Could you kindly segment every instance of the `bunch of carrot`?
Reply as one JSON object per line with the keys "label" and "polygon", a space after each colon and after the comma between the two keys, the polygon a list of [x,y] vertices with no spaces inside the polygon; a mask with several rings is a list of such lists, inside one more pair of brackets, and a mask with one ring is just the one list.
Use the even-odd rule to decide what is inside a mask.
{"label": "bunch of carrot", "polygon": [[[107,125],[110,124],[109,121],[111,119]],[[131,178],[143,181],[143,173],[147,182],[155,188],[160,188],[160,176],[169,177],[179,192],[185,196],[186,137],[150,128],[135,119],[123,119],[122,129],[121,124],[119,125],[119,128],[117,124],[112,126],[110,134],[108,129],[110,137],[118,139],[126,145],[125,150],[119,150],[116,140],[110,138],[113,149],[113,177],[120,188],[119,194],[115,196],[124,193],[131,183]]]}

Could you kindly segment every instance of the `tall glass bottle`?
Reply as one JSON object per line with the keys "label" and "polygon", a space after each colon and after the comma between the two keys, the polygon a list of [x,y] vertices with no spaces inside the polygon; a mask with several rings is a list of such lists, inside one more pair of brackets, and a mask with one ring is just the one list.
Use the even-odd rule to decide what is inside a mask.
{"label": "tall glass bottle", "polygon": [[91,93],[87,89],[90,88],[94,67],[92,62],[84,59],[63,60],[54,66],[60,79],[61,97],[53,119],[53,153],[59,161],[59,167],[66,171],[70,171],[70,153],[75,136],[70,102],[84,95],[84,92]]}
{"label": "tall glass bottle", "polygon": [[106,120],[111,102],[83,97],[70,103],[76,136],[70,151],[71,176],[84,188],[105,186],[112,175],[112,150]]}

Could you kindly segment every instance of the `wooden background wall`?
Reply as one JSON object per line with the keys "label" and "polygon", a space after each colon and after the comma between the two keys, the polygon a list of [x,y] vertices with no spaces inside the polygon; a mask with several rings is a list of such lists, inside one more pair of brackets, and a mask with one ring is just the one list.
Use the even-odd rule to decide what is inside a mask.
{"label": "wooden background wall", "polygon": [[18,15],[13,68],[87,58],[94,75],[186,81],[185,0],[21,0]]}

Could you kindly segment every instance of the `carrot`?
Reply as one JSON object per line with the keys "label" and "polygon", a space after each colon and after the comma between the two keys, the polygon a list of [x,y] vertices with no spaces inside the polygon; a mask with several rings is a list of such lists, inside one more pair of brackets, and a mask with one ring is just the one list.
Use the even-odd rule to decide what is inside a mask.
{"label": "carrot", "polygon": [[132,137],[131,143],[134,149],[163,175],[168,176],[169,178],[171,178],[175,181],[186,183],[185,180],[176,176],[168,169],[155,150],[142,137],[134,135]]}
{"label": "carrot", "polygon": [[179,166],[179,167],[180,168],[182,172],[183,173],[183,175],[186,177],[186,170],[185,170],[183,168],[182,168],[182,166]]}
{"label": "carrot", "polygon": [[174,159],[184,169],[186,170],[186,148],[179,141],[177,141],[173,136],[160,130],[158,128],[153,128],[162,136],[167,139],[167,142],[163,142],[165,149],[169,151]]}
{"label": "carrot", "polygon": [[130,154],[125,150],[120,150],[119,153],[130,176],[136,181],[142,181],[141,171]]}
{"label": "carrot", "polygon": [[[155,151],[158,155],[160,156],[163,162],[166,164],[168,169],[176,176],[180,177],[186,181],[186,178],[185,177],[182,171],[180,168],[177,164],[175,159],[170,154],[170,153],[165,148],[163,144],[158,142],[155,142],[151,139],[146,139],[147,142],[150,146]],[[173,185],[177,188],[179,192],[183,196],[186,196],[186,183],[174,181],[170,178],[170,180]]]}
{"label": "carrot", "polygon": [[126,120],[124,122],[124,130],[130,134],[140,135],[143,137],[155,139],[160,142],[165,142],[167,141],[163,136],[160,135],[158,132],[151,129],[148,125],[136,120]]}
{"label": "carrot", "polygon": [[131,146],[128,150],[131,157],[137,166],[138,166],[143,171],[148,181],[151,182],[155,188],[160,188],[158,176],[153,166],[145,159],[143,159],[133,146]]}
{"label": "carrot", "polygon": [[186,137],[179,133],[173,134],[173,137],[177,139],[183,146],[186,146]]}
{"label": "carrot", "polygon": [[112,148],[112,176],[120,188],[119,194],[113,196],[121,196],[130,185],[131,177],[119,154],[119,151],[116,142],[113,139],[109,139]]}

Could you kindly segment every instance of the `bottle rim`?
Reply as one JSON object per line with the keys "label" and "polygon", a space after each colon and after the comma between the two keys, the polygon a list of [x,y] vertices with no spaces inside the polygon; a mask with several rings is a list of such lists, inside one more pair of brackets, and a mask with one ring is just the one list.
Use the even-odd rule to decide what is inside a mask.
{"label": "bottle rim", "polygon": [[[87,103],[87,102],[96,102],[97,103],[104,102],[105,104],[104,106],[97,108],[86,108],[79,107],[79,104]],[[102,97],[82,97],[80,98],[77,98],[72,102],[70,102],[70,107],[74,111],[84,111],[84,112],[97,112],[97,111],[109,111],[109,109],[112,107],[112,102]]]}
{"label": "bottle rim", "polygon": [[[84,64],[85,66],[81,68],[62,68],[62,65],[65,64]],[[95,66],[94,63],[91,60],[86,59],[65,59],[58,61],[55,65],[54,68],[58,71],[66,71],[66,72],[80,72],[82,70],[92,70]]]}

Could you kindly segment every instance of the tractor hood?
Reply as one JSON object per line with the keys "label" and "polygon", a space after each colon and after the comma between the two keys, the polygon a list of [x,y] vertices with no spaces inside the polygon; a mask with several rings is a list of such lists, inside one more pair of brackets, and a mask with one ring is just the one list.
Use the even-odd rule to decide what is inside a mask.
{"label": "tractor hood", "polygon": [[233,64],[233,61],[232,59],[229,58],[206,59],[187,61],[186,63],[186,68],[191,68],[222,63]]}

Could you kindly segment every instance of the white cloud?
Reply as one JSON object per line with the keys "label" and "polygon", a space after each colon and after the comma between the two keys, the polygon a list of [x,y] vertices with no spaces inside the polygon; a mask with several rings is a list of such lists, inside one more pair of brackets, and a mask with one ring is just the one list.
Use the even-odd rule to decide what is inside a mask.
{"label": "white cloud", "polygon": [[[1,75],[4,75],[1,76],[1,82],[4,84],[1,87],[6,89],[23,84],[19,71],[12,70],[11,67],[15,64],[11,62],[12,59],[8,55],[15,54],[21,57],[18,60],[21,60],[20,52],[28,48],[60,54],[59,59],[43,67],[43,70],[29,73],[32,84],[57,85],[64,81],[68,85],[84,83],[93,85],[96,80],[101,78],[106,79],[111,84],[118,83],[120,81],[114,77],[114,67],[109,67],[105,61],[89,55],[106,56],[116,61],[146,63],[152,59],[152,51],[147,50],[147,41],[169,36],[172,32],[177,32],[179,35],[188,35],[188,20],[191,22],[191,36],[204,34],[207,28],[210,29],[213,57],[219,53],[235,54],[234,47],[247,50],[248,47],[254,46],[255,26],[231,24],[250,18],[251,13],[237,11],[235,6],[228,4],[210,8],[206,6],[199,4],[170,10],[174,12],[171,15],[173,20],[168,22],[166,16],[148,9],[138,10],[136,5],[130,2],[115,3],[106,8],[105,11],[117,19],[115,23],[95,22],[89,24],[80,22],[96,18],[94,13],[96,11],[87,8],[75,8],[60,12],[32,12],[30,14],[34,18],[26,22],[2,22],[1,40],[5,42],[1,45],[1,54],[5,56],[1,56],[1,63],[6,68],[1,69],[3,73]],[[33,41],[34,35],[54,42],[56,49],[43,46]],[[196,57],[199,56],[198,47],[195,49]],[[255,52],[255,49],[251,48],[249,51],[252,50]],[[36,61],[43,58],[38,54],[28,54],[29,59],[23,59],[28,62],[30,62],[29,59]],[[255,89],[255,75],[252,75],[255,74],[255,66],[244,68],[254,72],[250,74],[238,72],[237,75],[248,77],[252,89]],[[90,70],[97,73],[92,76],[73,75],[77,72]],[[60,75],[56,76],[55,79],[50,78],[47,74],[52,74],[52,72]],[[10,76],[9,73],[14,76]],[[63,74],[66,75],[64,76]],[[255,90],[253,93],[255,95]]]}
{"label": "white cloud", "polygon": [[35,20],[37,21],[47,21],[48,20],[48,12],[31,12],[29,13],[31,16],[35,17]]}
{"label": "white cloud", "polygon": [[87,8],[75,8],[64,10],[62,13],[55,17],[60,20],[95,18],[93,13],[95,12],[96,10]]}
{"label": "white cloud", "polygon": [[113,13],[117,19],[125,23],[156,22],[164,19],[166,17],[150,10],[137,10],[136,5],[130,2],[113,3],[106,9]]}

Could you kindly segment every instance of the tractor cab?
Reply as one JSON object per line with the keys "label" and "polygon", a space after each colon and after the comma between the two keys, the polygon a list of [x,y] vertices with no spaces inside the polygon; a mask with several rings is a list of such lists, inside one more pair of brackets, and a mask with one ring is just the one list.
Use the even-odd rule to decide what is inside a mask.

### [What is expected]
Output an exact copy of the lines beginning at the one that holds "Could you kindly segment every instance of the tractor cab?" and running through the final line of the records.

### [Complete answer]
Could you kindly segment every instance of the tractor cab?
Reply as one JSON object per line with the keys "label" and "polygon", a space after each colon and after the comma between the two keys, the polygon a list of [x,y] vertices with no spaces inside the polygon; a mask with several rings is a list of such lists, inside one more pair of brackets, and a mask with one ring is just the one list.
Use the even-odd rule to decide what is inside a mask.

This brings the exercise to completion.